*PROBLEM DESCRIPTION:* When the line containing "Locate the innermost point of each instance of the peanut on" appears in the data below, begin copying there and stop only after the line containing "Target: beige blurred background".

*RECORDS PROVIDED:*
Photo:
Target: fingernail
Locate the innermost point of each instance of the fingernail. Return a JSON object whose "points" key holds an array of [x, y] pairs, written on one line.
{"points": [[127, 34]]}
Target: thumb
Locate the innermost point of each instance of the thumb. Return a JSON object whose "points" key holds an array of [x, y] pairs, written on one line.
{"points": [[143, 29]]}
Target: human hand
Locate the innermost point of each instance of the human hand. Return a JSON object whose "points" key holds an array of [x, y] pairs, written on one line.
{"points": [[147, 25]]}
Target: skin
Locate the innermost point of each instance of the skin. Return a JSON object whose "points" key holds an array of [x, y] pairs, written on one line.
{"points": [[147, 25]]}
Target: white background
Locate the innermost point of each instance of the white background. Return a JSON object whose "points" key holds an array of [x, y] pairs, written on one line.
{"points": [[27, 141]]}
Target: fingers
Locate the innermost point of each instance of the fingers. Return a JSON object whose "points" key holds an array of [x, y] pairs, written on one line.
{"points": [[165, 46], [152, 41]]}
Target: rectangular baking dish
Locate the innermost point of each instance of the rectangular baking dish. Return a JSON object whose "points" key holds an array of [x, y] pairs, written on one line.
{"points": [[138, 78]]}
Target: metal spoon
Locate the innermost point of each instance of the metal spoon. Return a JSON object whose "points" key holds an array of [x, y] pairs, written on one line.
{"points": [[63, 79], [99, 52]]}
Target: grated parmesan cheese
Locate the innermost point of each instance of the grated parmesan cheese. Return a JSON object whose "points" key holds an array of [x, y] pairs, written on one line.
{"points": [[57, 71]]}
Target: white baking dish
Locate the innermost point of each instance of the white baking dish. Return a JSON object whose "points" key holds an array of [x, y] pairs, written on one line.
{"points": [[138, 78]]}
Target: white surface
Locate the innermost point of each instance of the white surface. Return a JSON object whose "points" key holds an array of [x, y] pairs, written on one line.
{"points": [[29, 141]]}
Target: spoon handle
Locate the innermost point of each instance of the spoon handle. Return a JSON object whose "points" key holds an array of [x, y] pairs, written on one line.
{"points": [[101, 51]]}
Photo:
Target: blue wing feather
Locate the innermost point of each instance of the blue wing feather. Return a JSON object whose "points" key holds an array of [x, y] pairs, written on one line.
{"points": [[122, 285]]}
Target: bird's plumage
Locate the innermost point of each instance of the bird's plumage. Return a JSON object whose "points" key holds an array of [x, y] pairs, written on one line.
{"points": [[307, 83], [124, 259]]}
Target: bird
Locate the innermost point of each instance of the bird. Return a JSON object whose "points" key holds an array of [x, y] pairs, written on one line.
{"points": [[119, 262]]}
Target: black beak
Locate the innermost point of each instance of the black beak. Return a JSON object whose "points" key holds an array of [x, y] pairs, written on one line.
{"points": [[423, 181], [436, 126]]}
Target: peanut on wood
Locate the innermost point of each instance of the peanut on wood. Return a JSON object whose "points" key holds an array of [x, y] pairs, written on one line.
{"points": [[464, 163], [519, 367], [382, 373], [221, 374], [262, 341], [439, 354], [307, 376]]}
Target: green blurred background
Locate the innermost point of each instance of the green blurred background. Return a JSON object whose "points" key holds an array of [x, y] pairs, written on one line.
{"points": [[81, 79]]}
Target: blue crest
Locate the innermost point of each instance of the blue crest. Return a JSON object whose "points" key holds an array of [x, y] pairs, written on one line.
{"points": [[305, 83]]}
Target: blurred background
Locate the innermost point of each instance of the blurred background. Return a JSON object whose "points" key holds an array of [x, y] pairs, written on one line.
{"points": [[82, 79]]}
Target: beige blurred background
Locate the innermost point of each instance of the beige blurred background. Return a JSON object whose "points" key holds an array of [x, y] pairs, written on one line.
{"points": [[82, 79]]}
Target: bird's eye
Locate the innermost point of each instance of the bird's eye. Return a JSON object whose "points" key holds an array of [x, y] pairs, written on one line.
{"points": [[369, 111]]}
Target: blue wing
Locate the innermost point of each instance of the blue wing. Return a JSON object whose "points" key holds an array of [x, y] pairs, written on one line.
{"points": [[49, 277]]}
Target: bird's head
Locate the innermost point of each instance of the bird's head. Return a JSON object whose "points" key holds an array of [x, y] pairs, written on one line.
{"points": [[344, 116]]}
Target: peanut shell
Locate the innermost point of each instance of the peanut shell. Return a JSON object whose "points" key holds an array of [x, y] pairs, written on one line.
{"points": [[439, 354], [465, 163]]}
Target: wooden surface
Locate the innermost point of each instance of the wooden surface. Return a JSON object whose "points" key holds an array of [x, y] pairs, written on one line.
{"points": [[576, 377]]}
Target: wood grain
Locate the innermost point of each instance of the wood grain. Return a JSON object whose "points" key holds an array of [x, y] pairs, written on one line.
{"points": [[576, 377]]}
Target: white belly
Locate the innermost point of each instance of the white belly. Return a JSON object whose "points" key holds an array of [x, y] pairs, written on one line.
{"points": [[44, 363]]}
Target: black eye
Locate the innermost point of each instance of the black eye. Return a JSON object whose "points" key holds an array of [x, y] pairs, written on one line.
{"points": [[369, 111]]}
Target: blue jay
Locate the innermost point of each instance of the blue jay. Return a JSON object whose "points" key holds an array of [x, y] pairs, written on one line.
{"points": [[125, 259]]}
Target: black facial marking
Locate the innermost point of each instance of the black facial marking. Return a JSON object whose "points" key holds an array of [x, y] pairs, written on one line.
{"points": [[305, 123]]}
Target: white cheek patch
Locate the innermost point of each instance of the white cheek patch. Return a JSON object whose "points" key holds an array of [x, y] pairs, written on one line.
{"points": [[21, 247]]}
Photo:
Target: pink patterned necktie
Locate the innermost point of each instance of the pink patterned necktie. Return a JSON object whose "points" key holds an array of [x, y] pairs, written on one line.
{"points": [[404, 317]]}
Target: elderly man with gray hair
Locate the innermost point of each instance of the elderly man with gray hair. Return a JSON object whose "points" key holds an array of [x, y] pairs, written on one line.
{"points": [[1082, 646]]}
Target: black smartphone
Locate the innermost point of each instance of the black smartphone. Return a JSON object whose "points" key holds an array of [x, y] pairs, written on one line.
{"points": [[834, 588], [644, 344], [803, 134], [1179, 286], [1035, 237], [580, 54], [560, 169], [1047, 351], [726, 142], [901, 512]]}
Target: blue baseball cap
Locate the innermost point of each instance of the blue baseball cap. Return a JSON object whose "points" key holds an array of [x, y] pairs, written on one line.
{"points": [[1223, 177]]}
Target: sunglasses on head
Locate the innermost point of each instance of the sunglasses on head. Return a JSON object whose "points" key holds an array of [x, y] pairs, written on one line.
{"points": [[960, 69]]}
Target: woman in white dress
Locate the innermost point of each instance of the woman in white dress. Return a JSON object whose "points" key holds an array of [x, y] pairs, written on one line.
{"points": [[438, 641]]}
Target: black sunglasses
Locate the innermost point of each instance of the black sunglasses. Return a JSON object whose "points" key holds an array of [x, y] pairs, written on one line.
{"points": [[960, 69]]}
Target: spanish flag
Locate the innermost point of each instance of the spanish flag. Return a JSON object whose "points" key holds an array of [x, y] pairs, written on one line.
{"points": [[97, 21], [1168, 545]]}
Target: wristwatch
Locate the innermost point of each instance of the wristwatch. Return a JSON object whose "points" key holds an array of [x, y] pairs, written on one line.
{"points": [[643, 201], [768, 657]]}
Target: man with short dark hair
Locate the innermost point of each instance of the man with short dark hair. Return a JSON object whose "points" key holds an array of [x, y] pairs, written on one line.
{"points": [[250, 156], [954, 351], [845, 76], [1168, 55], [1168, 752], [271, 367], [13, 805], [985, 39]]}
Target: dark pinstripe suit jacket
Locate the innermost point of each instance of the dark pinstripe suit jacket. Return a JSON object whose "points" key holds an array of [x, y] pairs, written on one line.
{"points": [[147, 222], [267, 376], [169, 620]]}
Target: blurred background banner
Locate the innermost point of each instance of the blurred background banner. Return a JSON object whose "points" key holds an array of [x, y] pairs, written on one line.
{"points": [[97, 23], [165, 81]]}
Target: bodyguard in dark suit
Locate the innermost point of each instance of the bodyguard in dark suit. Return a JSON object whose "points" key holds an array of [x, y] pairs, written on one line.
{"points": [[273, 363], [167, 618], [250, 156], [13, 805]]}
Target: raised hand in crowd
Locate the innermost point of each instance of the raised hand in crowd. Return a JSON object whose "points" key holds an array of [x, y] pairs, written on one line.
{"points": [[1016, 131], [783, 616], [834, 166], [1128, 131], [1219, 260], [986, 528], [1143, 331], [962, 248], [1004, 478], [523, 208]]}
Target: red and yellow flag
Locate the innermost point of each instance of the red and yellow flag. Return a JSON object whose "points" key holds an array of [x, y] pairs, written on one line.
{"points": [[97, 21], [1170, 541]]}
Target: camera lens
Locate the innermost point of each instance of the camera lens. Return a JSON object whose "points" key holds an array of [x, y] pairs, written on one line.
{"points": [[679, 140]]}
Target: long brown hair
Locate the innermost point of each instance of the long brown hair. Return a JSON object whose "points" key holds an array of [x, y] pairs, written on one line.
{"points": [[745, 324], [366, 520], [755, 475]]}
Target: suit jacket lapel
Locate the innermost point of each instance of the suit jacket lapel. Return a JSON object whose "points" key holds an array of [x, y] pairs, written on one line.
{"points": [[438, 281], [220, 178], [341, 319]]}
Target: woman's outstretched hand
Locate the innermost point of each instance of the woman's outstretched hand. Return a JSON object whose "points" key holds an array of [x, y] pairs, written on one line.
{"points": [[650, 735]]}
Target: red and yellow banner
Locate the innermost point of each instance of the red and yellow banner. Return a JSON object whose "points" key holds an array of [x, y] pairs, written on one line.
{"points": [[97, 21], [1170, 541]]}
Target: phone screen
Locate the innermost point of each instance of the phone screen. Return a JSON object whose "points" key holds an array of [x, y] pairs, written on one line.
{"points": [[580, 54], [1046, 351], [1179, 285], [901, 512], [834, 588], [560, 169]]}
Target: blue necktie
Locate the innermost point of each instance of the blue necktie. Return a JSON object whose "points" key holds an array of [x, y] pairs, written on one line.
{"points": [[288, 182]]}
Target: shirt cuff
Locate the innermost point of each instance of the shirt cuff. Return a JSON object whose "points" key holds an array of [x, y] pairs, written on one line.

*SOLVED EXERCISE:*
Locate the innermost point of each instance of the peanut on wood. Return a JSON object whose "points" key holds an array of [x, y] pairs, written on one line.
{"points": [[464, 163], [519, 367], [382, 373], [221, 374], [262, 341], [439, 354], [307, 376]]}
Target: green blurred background
Locate the innermost point of each instance of the green blurred background. Return a JSON object whose "points" key holds an array of [x, y] pairs, written on one line.
{"points": [[81, 79]]}
Target: blue crest
Locate the innermost point of each instance of the blue crest. Return a JSON object whose "points" key holds an array of [x, y] pairs, written on one line.
{"points": [[305, 83]]}
Target: blurred background
Locate the innermost point of each instance of the blurred background. Return a JSON object whose "points" key holds an array of [x, y] pairs, written on one line.
{"points": [[82, 79]]}
Target: beige blurred background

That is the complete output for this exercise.